→ What you will do:
1 – In the article about the MooBella ice-cream machine, how long does the machine take to make a 4.5-ounce scoop?
2 – Write the next part of the article about the MooBella ice-cream machine, picking up after its final sentence.

→ Reading text:
■ ■ ■ ■ ■
Monday, May 8, 2006
Cold cash: Machine offers ice-cream on demand
By Efrain Viscarolasaga
To the untrained eye, ice cream may appear to be a low-tech concoction, but Brian Ginsberg, president and chief operating officer of MooBella LLC, begs to differ. His Taunton company has developed a machine that can create a 4.5-ounce scoop of ice cream, in nearly any flavor, in about 45 seconds.
Launched this past February, the machine, called the MooBella Ice Cream System, is a far cry from asking a teen-age soda jerk to dig out a couple of scoops of chocolate. The machine boasts six foreign patents and 12 U.S. patents, including a notoriously difficult-to-obtain "business process" patent. The machine itself contains a computer brain running a Linux operating system and a series of databases and control mechanisms that aerate, flavor, mix and flash-freeze the ingredients to create any of 96 flavors of ice cream at any given time.
It also has a wireless link to enable machines to communicate sales data, inventory and deliver machine updates, such as marketing messages, via the Internet.
"We have set out to marry technology with food," said Jim Baxter, MooBella's vice president of engineering.
■ ■ ■ ■ ■
[Stored entries]

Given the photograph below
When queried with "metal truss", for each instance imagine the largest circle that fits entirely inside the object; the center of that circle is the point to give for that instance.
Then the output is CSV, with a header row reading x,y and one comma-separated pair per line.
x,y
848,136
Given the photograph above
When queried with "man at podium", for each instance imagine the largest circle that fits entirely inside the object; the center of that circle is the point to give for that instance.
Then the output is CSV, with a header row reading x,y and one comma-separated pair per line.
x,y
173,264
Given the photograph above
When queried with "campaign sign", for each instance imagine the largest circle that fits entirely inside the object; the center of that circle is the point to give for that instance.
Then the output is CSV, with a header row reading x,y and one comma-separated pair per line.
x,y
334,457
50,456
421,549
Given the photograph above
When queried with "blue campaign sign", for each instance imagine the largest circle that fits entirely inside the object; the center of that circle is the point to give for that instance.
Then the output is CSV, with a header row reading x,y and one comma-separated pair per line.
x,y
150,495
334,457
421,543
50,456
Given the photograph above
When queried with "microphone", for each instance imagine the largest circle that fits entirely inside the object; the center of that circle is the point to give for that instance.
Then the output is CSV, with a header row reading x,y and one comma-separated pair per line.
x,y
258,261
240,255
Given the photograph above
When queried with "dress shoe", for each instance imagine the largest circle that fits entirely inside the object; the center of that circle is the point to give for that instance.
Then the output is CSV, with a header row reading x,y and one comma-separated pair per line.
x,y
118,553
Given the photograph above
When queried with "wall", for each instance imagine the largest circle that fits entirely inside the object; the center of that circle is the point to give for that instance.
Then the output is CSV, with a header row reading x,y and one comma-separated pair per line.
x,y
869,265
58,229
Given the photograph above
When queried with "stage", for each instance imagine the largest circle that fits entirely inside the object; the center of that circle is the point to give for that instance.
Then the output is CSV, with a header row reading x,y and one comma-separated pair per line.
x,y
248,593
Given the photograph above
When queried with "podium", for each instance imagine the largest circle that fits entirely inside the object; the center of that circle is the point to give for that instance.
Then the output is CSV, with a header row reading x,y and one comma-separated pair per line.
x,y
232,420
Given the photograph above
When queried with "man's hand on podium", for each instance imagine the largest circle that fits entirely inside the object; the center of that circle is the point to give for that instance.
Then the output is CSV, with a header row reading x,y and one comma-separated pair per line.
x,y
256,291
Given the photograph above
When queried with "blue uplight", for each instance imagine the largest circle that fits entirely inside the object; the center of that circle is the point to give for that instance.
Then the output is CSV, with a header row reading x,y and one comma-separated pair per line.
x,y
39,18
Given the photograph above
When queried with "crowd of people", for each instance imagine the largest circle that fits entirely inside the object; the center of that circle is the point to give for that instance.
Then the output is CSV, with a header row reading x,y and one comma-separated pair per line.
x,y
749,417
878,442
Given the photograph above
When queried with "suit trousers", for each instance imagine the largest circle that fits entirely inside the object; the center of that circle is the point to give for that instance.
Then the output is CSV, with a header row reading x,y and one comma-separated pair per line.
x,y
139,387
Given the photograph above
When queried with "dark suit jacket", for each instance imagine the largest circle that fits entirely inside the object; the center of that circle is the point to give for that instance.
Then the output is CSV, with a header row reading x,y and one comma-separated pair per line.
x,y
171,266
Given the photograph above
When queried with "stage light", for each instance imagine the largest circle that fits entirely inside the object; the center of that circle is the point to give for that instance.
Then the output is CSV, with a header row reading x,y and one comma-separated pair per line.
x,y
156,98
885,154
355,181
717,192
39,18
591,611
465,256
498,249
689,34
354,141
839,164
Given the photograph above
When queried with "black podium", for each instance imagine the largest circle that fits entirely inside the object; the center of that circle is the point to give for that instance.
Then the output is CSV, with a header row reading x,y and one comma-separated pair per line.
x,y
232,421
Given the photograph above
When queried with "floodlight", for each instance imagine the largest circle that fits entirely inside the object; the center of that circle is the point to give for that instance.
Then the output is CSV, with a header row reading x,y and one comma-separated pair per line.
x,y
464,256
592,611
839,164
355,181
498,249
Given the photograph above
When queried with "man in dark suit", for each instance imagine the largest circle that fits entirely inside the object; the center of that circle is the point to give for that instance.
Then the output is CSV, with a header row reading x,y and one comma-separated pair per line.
■ ■ ■ ■ ■
→ Responses to the tasks:
1 – About 45 seconds.

2 –
The initial application is for cafeterias and manned food service areas that do not yet serve ice cream, according to Ginsberg, who previously helped grow Boston's International Ice Cream Corp. into a major distributor before merging it with New England Frozen Foods in 1997. MooBella maintains ownership of the machines and offers a loan program to food service operators, eliminating any initial capital outlay.
The company may consider stand-alone vending machines in the future, but for now, the machines are run by food-service retailers.
MooBella has started rolling out its system in New England -- it has already installed machines at Brandeis University and at Children's Hospital Boston -- and expects to have a few hundred machines in the area by the end of the year.
MooBella has been developing its technology since 2001, subsisting on funding from a few hundred friends, family and small institutional investors, said Ginsberg, who declined to release exact funding amounts. With the launch of the product, the company has begun a search for more significant funding to help take the system national and beyond, he said.